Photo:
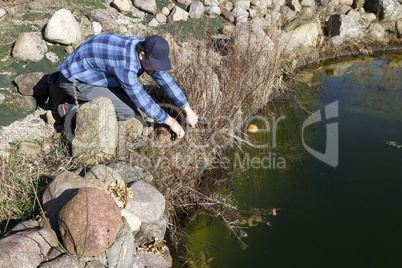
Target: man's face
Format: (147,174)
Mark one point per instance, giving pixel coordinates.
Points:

+-------+

§ **Job**: Reformat the lines of the records above as a numbered list, skipping blank lines and leaving out the pictures.

§ **Task result**:
1. Photo:
2. Target: man's face
3. Format: (147,174)
4. Mark one point per instance, giving pixel coordinates.
5. Points:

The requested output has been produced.